▶ **GOALS**
1) Reproduce the passage of the Carlsbad desalination article between "The proposed facility" and "early as 2016.", inclusive.
2) According to the Carlsbad desalination article, what internal rate of return has the Water Authority targeted for the "equity return charge" component of the water unit price?
3) Continue the article on the Carlsbad desalination contract from the point at which it ends.

▶ **TEXT PASSAGE**
The San Diego County Water Authority’s Board of Directors on Thursday continued reviewing the financial details of a proposed contract to buy water from a planned seawater desalination plant in Carlsbad, and it heard answers to a range of questions raised by residents about the proposed contract at two special public meetings this month.
Public Review of Proposed WPA
The board plans to consider the public-private partnership project at its special meetings November 8 and 15, and the earliest a vote could occur is November 29. The Water Purchase Agreement was reached after nearly a year of negotiations. It sets terms for securing this new, drought-proof water supply while protecting Water Authority ratepayers by assigning appropriate development and operations risks to the private developer, Poseidon Resources.
“It was great to see that the public is so interested in this project and we are taking the comments we heard to heart as we try to balance the costs of the desalination plant with the increased water reliability it offers,” said Thomas V. Wornham, Chairman of the Water Authority’s Board of Directors.
At Thursday’s meeting, Water Authority staff presented additional financial details about the proposed public-private partnership. For Poseidon and its investors, the Water Authority said it has targeted a 9.38 percent internal rate of return for the “equity return charge” component of the water unit price. Poseidon and its investors will provide $164 million in equity to complete the construction financing.
Most of the project’s capital cost – 82 percent – will be financed through tax-exempt bonds as a direct pass-through to the Water Authority at what are currently historic-low interest rates. Poseidon earns no profit on this portion of the project’s financing.
Poseidon’s return on investment will change based on its performance. If the project is completed on time and budget, if it consistently meets the Water Authority’s demand for water and if it is operated efficiently, Poseidon could achieve a return between 10 percent and 13 percent. This range is on the low end of market rates for a comparable investment, according to Water Authority analysis. If construction and operating conditions are not met, Poseidon’s equity return could be substantially lower.
The proposed facility would provide 48,000 to 56,000 acre-feet of desalinated seawater annually – about 50 million gallons per day -- starting as early as 2016.
In 2020, the plant would account for an estimated 7 percent of the total projected regional supply and about one-third of all locally generated water in San Diego County. It would be the largest desalination plant in the Western Hemisphere, and the cost of its water would be similar to other new sources such as indirect potable reuse.
The project, including contract terms and costs, has been discussed at public meetings more than 30 times since July 2010. Under the draft agreement, the total price for the desalinated water – including related upgrades to the Water Authority’s pipelines and treatment plant – is estimated at $2,041 to $2,290 per acre-foot in 2012 dollars, depending on how much is purchased annually. (An acre-foot is approximately 325,900 gallons, or enough to supply two typical single-family households of four for a year.)

▶ **PROVIDED MATERIAL**
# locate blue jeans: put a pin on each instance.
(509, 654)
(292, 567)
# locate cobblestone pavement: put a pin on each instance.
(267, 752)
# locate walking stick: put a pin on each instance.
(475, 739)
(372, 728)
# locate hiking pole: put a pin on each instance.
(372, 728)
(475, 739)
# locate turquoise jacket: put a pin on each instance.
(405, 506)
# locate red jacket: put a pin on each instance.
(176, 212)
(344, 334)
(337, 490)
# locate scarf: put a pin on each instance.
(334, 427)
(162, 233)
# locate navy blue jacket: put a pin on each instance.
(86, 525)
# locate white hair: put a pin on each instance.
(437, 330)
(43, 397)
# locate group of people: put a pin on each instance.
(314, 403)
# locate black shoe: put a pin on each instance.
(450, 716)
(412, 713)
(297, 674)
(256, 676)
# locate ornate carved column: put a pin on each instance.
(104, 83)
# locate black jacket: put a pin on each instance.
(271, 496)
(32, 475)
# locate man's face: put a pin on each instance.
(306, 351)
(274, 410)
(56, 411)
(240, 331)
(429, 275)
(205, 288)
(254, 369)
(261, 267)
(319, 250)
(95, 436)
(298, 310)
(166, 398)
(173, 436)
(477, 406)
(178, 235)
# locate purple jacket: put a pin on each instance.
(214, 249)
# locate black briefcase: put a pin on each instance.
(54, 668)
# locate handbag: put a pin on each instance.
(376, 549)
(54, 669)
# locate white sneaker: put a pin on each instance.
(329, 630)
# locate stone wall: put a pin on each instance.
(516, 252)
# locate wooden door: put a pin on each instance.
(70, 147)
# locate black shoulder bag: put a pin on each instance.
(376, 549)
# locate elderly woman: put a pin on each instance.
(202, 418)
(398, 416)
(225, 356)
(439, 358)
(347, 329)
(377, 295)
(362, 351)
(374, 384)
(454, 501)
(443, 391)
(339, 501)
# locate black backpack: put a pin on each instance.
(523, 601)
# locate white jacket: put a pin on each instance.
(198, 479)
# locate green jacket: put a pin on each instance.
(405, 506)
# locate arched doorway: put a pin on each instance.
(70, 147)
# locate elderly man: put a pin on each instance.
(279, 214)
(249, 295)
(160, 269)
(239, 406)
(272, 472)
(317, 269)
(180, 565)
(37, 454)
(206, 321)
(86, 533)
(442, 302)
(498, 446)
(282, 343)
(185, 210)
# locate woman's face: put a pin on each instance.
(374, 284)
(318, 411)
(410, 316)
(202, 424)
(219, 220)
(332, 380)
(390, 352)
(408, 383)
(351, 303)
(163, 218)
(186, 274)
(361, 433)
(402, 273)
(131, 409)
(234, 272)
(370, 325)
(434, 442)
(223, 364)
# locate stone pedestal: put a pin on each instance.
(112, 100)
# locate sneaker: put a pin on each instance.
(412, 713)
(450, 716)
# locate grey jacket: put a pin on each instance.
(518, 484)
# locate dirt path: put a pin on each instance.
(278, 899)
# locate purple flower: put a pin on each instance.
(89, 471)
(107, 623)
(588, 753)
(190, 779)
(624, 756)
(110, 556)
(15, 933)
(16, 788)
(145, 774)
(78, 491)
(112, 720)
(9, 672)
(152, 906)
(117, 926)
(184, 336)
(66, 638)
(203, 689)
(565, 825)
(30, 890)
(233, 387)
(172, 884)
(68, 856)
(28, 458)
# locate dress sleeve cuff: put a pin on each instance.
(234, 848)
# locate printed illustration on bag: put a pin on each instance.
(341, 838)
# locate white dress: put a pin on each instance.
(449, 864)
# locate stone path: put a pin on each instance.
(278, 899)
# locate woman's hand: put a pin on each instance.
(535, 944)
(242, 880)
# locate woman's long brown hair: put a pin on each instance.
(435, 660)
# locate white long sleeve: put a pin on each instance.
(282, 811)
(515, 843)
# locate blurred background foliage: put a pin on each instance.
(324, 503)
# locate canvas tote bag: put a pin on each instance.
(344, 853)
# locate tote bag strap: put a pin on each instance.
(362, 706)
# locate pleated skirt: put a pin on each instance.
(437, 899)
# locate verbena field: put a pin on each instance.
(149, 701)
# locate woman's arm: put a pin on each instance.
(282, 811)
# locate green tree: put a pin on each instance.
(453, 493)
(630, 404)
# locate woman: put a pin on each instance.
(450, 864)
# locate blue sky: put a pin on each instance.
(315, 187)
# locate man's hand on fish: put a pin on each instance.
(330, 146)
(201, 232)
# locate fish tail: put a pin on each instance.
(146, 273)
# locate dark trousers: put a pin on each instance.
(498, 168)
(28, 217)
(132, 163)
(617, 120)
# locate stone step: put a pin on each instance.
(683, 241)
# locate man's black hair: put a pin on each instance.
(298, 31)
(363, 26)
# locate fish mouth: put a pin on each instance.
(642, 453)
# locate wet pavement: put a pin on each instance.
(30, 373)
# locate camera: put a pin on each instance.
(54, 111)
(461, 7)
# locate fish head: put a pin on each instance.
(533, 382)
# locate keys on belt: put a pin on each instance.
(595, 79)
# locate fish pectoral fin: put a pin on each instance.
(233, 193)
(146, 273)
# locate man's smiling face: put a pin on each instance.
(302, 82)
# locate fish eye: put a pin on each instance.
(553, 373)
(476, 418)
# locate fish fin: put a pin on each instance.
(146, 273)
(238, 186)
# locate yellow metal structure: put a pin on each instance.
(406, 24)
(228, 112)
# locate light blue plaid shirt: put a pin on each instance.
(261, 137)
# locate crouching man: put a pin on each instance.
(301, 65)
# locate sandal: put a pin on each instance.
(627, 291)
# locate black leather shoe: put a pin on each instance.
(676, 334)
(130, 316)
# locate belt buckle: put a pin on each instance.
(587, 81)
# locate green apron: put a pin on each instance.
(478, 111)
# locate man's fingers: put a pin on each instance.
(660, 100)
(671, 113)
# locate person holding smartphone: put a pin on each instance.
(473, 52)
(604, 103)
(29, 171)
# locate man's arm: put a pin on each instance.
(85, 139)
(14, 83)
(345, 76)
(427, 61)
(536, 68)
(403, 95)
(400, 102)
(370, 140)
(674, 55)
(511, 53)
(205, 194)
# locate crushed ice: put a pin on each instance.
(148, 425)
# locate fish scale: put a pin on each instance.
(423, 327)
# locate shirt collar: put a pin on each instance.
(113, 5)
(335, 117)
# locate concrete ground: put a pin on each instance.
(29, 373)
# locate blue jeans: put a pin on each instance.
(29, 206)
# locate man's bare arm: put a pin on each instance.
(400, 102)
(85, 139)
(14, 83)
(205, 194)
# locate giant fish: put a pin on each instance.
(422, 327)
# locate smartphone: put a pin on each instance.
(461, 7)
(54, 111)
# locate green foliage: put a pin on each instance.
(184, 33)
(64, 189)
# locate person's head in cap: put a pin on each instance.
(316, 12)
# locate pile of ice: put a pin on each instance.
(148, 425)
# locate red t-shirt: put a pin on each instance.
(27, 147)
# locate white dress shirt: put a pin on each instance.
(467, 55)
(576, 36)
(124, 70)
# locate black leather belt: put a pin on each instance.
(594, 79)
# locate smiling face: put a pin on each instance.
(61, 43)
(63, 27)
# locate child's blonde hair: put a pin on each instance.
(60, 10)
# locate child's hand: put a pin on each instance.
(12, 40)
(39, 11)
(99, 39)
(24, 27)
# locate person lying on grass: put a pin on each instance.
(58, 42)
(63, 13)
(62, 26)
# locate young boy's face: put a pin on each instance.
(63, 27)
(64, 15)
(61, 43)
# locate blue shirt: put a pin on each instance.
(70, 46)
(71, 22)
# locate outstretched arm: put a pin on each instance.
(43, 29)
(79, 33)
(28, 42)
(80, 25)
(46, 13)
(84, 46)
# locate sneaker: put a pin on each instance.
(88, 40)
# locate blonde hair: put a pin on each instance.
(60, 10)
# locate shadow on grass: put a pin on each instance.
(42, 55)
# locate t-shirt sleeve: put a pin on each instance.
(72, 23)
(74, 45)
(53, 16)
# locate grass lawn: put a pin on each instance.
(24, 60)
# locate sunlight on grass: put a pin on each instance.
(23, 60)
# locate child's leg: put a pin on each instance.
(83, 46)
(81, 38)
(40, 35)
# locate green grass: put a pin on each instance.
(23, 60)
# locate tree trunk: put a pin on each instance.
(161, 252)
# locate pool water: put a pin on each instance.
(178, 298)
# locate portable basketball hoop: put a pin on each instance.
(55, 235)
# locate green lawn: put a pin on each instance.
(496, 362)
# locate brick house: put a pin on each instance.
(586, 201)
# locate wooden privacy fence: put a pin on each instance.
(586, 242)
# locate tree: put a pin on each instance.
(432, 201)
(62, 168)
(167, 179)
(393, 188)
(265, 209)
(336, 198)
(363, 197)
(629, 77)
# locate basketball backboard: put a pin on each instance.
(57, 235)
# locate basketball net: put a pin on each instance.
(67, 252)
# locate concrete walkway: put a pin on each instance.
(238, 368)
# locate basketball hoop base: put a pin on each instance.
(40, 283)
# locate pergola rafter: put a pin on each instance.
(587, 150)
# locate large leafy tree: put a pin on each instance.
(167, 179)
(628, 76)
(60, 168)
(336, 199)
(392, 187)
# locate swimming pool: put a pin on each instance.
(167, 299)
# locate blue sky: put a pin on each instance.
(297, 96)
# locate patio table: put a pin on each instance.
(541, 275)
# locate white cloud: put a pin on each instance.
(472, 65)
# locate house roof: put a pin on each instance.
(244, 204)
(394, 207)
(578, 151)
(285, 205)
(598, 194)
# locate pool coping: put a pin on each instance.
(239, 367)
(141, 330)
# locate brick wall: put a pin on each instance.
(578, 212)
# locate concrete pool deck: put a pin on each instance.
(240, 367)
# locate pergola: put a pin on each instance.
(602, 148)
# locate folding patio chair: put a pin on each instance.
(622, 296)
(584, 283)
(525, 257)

▶ **RESPONSES BY TASK**
1)
The proposed facility would provide 48,000 to 56,000 acre-feet of desalinated seawater annually – about 50 million gallons per day -- starting as early as 2016.

2) 9.38 percent

3)
Once the price is set in the Water Purchase Agreement, it can only increase by the rate of inflation and other predetermined factors set in the contract. The price is expected to grow by an average of 2.5 percent annually, though there are a few circumstances that would allow it to rise by up to 10 percent in a single year. Those events include terrorism and earthquakes or certain changes in law. In any case, the price cannot increase by more than 30 percent above the cost of inflation over the 30-year term of the agreement.
To pay for desalinated water, the average household bill in the region is projected to increase $5 to $7 a month by 2016. The exact amount will vary by retail water agency. The Water Authority has met with member agencies numerous times in recent months to help fine-tune their rate analyses to account for desalination costs.
The Water Authority has investigated seawater desalination as a new source since 1993. Desalinated seawater is about twice as expensive as existing supplies, but the proposed facility would make the local water supply more reliable by reducing the region’s dependence on imported water sources that are vulnerable to droughts, disasters and regulatory restrictions.
On Thursday, Water Authority staff also reviewed desalination in the context of the region’s overall water resources mix, which includes recycling and conservation. The Water Authority has aggressively pursued indoor and outdoor water-use efficiency programs – including appliance rebates and state legislation – that have helped to drive down per capita consumption across the region over the past two decades.
In related business, the Water Authority Board also adopted a uniform contract that would allow member agencies to directly purchase from the Water Authority a share of what is produced by the Carlsbad plant at full cost. Member agencies have until November 26 to sign up for that specially contracted supply.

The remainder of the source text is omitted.